Region annotation entries
==*==

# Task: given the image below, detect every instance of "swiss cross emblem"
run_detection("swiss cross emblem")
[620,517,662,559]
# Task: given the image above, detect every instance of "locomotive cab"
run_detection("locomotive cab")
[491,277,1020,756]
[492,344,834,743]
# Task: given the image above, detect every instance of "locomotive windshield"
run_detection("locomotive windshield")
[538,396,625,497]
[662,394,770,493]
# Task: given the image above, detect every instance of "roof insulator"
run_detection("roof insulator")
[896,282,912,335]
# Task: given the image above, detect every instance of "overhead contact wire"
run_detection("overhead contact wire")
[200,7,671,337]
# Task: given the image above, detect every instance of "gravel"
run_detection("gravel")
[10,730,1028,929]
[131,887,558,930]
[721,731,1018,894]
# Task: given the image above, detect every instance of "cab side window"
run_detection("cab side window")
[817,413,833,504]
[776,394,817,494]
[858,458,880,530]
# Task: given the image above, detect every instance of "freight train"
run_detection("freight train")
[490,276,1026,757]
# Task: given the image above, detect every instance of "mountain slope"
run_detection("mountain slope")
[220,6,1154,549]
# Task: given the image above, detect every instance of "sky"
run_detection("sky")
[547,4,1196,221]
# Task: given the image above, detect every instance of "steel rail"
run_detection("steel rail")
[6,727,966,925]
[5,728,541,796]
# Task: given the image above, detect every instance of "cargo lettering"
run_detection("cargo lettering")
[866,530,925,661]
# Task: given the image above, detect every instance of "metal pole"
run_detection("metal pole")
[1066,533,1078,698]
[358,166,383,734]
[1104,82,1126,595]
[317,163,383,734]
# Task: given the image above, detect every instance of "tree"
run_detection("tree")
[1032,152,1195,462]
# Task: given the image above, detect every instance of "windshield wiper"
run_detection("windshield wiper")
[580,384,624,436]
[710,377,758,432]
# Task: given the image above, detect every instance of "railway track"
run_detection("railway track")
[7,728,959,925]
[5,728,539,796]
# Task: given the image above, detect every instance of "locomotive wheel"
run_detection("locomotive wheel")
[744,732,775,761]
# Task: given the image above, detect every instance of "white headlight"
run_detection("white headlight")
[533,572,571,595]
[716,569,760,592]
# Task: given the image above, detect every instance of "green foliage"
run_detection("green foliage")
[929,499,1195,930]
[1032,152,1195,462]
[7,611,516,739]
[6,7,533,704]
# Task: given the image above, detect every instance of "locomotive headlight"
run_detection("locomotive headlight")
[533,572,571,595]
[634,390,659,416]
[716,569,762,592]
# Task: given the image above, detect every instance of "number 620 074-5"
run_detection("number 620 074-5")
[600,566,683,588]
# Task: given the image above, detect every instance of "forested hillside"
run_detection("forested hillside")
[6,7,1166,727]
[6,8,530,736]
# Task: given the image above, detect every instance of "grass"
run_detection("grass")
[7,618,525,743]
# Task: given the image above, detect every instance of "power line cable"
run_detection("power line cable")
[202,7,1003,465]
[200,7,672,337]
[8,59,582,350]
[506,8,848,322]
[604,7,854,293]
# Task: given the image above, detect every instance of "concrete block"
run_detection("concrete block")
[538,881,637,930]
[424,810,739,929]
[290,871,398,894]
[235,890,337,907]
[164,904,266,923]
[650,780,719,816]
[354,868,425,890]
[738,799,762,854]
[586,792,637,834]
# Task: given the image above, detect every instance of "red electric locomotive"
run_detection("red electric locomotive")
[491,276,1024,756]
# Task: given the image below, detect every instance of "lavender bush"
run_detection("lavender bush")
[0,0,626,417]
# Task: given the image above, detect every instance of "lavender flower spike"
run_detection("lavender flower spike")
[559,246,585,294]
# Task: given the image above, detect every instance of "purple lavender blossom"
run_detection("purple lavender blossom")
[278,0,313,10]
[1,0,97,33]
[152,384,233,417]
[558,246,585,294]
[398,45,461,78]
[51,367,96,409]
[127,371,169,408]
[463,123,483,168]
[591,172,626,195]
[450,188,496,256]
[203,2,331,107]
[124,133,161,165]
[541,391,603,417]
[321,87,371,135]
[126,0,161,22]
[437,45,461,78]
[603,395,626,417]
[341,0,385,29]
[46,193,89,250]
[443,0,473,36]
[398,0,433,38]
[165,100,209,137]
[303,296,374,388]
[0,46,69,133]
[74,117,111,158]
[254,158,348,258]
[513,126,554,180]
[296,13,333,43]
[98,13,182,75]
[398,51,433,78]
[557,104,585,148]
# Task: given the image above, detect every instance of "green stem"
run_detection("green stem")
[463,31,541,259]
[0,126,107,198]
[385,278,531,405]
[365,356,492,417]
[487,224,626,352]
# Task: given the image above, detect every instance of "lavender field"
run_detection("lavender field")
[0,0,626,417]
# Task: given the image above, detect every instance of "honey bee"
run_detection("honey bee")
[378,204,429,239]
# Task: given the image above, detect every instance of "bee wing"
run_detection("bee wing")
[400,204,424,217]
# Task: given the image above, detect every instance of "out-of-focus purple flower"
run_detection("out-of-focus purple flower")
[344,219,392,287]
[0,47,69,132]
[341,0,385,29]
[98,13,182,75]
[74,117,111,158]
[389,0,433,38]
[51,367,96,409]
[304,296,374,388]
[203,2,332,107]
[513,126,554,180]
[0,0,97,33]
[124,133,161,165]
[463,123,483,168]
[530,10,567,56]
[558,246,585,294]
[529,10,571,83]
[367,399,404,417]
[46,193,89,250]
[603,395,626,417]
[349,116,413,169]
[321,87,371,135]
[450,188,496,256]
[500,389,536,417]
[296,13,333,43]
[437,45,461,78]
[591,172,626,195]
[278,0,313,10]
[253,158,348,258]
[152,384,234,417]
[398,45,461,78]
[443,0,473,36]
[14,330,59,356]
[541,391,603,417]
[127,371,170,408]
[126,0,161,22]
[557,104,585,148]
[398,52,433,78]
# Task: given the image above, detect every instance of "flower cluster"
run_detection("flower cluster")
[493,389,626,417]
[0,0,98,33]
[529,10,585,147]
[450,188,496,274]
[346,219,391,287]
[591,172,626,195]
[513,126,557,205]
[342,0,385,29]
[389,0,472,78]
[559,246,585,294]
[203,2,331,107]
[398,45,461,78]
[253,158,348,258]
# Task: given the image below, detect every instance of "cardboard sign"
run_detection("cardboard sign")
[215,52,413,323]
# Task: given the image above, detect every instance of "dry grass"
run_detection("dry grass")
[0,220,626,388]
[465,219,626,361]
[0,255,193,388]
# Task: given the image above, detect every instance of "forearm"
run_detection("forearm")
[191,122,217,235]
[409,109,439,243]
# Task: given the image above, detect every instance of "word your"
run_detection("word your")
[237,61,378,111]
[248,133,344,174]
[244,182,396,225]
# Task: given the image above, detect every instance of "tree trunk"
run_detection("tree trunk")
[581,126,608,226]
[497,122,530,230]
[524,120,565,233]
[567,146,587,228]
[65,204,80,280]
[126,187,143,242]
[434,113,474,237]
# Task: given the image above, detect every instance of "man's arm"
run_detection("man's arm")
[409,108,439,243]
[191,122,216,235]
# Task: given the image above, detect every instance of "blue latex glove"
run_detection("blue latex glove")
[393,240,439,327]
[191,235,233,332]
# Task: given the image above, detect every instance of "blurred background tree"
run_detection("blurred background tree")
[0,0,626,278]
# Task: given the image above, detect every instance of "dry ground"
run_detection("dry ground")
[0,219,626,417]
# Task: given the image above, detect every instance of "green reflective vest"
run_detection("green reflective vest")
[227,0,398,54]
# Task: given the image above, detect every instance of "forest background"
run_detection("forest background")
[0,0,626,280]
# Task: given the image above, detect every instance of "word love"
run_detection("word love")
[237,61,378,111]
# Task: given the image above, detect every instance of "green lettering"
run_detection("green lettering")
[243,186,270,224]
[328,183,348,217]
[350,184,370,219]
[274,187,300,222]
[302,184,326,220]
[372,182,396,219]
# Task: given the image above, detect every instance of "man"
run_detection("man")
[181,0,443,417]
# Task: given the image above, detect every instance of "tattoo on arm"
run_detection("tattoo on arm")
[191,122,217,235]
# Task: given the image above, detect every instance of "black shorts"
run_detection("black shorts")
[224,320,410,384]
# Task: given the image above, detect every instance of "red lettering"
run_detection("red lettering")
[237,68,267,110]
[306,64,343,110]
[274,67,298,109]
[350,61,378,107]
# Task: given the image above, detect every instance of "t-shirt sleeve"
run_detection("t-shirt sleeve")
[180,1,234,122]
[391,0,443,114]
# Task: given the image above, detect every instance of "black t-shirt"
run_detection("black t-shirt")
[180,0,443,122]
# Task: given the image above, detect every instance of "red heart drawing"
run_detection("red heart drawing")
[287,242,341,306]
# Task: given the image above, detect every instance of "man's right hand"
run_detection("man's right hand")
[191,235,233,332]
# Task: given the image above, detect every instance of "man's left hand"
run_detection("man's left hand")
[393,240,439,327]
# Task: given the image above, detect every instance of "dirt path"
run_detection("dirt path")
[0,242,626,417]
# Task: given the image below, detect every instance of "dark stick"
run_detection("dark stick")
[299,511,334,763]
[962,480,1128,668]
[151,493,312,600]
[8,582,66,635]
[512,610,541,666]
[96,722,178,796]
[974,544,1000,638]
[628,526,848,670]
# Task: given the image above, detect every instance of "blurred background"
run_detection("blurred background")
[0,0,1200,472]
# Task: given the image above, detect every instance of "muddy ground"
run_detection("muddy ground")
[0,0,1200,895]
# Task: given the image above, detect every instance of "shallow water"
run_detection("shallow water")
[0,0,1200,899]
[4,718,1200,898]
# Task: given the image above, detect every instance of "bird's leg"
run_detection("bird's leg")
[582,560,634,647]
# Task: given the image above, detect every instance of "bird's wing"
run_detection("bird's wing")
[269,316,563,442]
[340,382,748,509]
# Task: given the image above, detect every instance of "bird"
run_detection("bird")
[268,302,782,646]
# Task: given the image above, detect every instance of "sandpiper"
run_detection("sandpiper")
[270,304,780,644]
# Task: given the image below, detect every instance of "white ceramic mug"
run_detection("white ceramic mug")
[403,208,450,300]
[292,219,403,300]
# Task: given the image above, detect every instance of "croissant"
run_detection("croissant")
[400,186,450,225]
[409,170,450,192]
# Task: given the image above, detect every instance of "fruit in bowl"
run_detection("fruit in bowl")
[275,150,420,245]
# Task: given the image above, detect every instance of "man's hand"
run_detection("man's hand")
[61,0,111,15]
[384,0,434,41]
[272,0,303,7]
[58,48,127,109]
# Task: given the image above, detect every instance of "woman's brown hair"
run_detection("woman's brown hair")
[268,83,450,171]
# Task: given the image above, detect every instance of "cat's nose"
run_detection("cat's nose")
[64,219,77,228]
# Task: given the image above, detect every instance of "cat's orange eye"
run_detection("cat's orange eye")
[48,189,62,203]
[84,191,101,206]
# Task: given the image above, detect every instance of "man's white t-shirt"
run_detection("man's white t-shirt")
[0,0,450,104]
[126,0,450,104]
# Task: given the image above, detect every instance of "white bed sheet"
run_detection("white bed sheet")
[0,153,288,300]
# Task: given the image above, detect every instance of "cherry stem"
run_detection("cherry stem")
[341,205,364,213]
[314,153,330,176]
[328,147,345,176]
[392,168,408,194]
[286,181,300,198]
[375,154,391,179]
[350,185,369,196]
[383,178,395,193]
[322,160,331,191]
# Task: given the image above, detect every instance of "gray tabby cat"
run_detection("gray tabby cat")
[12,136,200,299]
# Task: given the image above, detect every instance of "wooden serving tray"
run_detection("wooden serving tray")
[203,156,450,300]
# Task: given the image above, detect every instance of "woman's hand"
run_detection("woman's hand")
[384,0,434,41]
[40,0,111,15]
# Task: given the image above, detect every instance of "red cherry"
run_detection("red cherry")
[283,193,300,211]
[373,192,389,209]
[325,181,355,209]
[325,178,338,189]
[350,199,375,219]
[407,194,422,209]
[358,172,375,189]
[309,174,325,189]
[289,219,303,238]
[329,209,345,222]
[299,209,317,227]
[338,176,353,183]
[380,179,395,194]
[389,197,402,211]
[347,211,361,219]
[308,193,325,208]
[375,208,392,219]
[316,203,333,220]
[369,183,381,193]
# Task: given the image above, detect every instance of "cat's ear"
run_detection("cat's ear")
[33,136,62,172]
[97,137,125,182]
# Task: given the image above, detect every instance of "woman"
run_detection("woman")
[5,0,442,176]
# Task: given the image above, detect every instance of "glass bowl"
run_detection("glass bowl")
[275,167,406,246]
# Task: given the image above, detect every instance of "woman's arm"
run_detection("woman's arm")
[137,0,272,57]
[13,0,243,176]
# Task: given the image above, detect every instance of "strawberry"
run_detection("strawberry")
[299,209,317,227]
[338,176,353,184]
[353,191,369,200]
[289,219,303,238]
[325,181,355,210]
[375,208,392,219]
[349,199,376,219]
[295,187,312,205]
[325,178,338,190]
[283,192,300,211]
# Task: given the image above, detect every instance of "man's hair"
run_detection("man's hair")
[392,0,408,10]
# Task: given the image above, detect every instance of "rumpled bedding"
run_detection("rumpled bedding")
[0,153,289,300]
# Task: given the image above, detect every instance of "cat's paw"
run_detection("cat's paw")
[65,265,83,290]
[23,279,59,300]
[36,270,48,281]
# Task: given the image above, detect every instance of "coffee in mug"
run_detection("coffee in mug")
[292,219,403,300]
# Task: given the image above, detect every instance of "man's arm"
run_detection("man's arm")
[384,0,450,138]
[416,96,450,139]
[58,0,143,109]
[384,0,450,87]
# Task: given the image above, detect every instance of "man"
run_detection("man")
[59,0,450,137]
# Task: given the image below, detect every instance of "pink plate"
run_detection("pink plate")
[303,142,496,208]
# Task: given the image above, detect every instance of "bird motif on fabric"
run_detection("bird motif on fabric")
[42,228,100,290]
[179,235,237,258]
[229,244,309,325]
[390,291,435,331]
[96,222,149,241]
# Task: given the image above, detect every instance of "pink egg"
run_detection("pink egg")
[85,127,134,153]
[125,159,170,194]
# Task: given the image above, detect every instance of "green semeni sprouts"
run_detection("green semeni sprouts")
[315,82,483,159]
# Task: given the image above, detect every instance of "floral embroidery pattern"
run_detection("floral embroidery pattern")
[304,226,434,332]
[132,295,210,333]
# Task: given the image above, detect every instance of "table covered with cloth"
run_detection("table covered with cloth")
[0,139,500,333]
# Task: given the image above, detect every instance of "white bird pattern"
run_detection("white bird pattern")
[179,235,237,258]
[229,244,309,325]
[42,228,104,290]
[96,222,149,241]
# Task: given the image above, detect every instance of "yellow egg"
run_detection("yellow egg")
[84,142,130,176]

==*==

* What the task requires
Copy the items word for word, from the first line through the line containing "[492,344,834,743]", with both ends included.

* The reply
# Task: given the image below, detect every instance of "swiss cross emblem"
run_detection("swiss cross emblem")
[620,517,662,559]
# Task: given the image above, detect every instance of "locomotive cab"
run_detection("locomotive cab")
[491,277,1020,756]
[492,344,834,743]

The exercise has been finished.